-- Start TEXT PASSAGE --

Automatically detects format from file extension and stores Stata/SPSS/SAS variable labels in df.attrs['_labels'].

Parameters:

Name Type Description Default
path str

File path. Supported: .dta, .csv, .xlsx, .xls, .parquet, .sas7bdat, .sav, .feather, .json.

required
encoding str

Character encoding (for CSV).

None
**kwargs

Passed to the underlying pandas reader.

{}

Returns:

Type Description
DataFrame

With variable labels in df.attrs['_labels'] if available.

Examples:

>>> df = sp.read_data('survey.dta')
>>> sp.describe(df)  # shows variable labels from Stata
>>> sp.get_label(df, 'wage')
'Monthly wage in CNY'
>>> df = sp.read_data('data.csv')  # CSV has no labels
>>> sp.label_vars(df, {'wage': 'Monthly wage', 'edu': 'Education'})

scalar_iv_projection

scalar_iv_projection(data: DataFrame, treat: str, instruments: List[str], covariates: Optional[List[str]] = None, new_col: Optional[str] = None, return_column: bool = False) -> Union[DataFrame, Series]

Project a vector of instruments onto a scalar first-stage index.

Fits the first-stage OLS regression::

treat ~ intercept + Z1 + Z2 + ... + X1 + X2 + ...

and returns the in-sample fitted values. This scalar "first-stage index" can then be passed as a single-instrument input to estimators that don't accept vector-valued Z (e.g. StatsPAI's PLIV / IIVM implementations).

Parameters:

Name Type Description Default
data DataFrame
required
treat str

Endogenous treatment variable name.

required
instruments list of str

Excluded-instrument column names. Must have length ≥ 1.

required
covariates list of str

Exogenous controls to include in the first stage.

None
new_col str

Name of the column for the scalar index. Defaults to f'{treat}_iv_hat'.

None
return_column bool

If True, return just the fitted pandas Series. If False, return a copy of data with the new column appended.

False

Returns:

Type Description
DataFrame or Series

By default, data with the fitted-value column appended. With return_column=True, returns the fitted-value Series.

Examples:

>>> # PLIV with two excluded instruments — project first
>>> df_aug = sp.scalar_iv_projection(
...     df, treat='schooling',
...     instruments=['quarter_of_birth', 'distance_to_college'],
...     covariates=['age', 'parent_edu'],
... )
>>> result = sp.dml(df_aug, y='earnings', treat='schooling',
...                 covariates=['age', 'parent_edu'],
...                 model='pliv',
...                 instrument='schooling_iv_hat')
Notes

Projecting instruments onto a scalar index loses power relative to a full multi-instrument 2SLS when the instruments are heterogeneous, but the bias of the causal estimate remains valid under the same exogeneity conditions. A proper multi-instrument DML (vector r(X) and a Cragg-Donald-style first-stage test) is on the roadmap.

-- End TEXT PASSAGE --
-- Start AVAILABLE DATA --

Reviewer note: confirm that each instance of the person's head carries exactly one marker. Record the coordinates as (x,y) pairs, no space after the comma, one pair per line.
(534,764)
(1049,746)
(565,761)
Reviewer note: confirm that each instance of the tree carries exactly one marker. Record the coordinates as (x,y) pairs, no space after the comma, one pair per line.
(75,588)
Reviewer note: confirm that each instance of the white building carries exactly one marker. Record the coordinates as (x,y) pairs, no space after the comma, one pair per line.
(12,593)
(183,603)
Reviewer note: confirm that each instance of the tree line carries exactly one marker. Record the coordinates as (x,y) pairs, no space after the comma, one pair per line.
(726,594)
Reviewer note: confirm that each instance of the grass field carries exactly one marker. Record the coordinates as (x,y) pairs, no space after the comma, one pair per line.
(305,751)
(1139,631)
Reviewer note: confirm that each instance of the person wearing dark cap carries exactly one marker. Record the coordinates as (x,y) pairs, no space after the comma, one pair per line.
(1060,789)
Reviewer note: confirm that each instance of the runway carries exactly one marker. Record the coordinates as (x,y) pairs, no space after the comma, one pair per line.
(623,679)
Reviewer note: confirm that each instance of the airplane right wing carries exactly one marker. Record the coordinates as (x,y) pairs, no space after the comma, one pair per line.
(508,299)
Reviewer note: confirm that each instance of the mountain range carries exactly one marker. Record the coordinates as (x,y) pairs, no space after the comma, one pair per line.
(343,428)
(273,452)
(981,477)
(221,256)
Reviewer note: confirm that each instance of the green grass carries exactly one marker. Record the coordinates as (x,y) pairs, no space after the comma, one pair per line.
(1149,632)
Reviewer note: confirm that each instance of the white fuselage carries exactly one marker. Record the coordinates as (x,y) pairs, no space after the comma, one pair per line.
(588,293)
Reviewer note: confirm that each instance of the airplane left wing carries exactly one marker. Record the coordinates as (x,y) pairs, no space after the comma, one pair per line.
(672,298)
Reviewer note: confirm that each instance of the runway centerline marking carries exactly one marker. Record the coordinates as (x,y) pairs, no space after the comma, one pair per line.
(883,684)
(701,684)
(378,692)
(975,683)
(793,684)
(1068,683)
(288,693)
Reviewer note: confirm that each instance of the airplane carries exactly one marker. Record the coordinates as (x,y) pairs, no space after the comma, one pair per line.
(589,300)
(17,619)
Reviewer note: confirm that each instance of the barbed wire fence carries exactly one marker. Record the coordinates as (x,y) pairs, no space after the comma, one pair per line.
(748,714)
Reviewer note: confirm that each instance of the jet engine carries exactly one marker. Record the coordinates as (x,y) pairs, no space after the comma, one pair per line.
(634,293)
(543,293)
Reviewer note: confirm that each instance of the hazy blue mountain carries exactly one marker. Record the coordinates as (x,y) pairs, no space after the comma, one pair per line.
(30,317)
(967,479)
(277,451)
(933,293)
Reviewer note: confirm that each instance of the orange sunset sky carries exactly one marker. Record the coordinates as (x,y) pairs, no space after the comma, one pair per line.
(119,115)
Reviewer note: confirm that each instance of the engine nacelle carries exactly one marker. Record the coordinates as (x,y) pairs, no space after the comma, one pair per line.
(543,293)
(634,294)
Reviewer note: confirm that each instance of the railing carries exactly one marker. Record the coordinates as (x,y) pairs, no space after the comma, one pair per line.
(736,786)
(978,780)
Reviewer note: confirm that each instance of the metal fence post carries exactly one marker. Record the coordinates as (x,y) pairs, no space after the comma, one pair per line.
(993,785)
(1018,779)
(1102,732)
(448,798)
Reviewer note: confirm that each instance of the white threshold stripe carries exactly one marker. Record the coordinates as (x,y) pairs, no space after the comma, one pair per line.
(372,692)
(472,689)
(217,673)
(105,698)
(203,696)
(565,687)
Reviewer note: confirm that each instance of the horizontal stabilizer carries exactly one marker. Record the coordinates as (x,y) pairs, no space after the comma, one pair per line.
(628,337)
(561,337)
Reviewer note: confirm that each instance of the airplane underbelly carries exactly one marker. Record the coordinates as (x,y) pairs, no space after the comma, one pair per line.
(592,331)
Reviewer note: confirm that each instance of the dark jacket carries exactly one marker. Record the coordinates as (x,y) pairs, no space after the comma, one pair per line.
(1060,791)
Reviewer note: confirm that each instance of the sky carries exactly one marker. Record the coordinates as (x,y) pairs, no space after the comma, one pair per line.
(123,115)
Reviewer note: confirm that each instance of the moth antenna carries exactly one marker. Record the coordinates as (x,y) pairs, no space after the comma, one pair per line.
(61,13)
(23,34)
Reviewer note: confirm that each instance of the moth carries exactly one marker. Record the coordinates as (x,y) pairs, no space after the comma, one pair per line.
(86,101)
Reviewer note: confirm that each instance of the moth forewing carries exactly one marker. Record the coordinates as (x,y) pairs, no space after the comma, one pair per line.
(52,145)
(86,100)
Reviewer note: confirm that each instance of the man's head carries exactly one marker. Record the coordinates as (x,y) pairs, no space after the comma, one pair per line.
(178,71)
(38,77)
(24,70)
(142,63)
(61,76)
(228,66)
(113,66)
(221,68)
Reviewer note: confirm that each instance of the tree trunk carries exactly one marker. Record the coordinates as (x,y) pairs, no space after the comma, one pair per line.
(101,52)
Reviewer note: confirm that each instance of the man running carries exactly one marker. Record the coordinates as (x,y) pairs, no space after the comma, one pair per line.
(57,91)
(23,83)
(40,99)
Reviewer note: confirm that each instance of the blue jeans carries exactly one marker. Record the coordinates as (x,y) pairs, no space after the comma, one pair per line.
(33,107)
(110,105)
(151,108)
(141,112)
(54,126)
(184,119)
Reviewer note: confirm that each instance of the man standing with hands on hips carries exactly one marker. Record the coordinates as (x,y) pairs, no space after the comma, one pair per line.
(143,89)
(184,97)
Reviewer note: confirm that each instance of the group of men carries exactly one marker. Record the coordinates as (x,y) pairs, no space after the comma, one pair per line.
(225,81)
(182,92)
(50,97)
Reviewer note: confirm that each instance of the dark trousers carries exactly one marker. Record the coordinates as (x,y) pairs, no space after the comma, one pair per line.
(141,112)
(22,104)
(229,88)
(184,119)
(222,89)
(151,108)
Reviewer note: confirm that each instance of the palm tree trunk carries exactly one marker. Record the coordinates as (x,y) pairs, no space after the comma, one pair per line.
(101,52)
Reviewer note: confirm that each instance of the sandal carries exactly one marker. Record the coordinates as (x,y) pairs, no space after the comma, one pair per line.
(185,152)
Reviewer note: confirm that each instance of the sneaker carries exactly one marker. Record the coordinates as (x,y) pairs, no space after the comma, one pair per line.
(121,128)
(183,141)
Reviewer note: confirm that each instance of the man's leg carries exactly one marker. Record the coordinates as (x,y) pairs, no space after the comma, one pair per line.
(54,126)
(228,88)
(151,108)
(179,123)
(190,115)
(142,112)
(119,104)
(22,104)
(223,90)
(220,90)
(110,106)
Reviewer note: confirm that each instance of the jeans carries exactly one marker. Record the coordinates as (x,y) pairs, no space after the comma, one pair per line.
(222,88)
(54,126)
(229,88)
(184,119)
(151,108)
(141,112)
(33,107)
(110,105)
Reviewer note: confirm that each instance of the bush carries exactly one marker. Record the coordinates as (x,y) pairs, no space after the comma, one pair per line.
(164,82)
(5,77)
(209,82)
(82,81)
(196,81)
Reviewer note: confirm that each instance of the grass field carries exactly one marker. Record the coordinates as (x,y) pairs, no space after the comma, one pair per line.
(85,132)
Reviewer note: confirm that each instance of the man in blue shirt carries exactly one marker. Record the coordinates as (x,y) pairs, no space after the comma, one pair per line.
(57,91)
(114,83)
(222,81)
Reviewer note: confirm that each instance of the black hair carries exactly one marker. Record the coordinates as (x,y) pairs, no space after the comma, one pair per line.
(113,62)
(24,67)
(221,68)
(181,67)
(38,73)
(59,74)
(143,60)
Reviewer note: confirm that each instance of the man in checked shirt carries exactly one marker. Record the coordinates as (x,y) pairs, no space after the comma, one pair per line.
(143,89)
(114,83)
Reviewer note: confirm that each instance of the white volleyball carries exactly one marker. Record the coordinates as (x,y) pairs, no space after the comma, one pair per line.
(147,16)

-- End AVAILABLE DATA --

#### PROBLEM SET
a – Report how many lines in the entries contain the string "fence". Give only the number.
b – Resume the StatsPAI function documentation above, continuing after its last sentence.

#### ANSWERS TO THE TASKS
a – 2

b –
dgp_did

dgp_did(n_units: int = 100, n_periods: int = 10, effect: float = 0.5, staggered: bool = False, n_groups: int = 4, heterogeneous: bool = False, seed: int | None = None) -> DataFrame

Generate Difference-in-Differences panel data.

Parameters:

Name Type Description Default
n_units int

Number of cross-sectional units.

100
n_periods int

Number of time periods.

10
effect float

Average treatment effect on the treated.

0.5
staggered bool

If True, treatment adoption is staggered across groups.

False
n_groups int

Number of treatment-timing groups (used when staggered=True).

4
heterogeneous bool

If True, the treatment effect varies by unit.

False
seed int or None

Random seed for reproducibility.

None

Returns:

Type Description
DataFrame

Columns: unit, time, y, treated, first_treat, group. df.attrs['true_effect'] stores the average treatment effect.

Examples:

>>> df = dgp_did(n_units=50, n_periods=8, effect=1.0, seed=0)
>>> df.shape
(400, 6)

dgp_rd

dgp_rd(n: int = 1000, effect: float = 0.3, cutoff: float = 0.0, fuzzy: bool = False, bandwidth_relevant: float = 0.5, seed: int | None = None) -> DataFrame

Generate Regression Discontinuity data (sharp or fuzzy).

Parameters:

Name Type Description Default
n int

Sample size.

1000
effect float

Treatment effect at the cutoff.

0.3
cutoff float

RD cutoff value.

0.0
fuzzy bool

If True, generate a fuzzy RD design.

False
bandwidth_relevant float

Standard deviation of the running variable (controls spread).

0.5
seed int or None

Random seed.

None

Returns:

Type Description
DataFrame

Columns: y, x, treatment.

Examples:

>>> df = dgp_rd(n=500, effect=0.5, seed=0)
>>> 'treatment' in df.columns
True

dgp_rd_kink

dgp_rd_kink(n: int = 2000, kink: float = 0.8, cutoff: float = 0.0, seed: int | None = None) -> DataFrame

Generate Regression Kink Design data (Card et al. 2015).

The treatment function has a kink (change in slope) at the cutoff. The true kink effect on the outcome equals kink.

DGP: T = X + kink_T * max(X, 0), Y = 0.4*T + noise True RKD = 0.4 * kink_T / kink_T = kink (simplified)

Parameters:

Name Type Description Default
n int

Sample size.

2000
kink float

True kink in slope at cutoff.

0.8
cutoff float

Kink point location.

0.0
seed int or None

Random seed.

None

Returns:

Type Description
DataFrame

Columns: y, x, treatment.

Examples:

>>> df = dgp_rd_kink(n=2000, kink=0.8, seed=42)
>>> df.attrs['true_kink']
0.8

dgp_rd_multi

dgp_rd_multi(n: int = 3000, cutoffs: list | None = None, effects: list | None = None, seed: int | None = None) -> DataFrame

Generate multi-cutoff RD data.

Parameters:

Name Type Description Default
n int

Sample size.

3000
cutoffs list of float

Cutoff values. Default [0.0, 1.0].

None
effects list of float

Treatment effects at each cutoff. Default [2.0, 3.0].

None
seed int or None

Random seed.

None

Returns:

Type Description
DataFrame

Columns: y, x, z (covariate).

Examples:

>>> df = dgp_rd_multi(n=3000, seed=42)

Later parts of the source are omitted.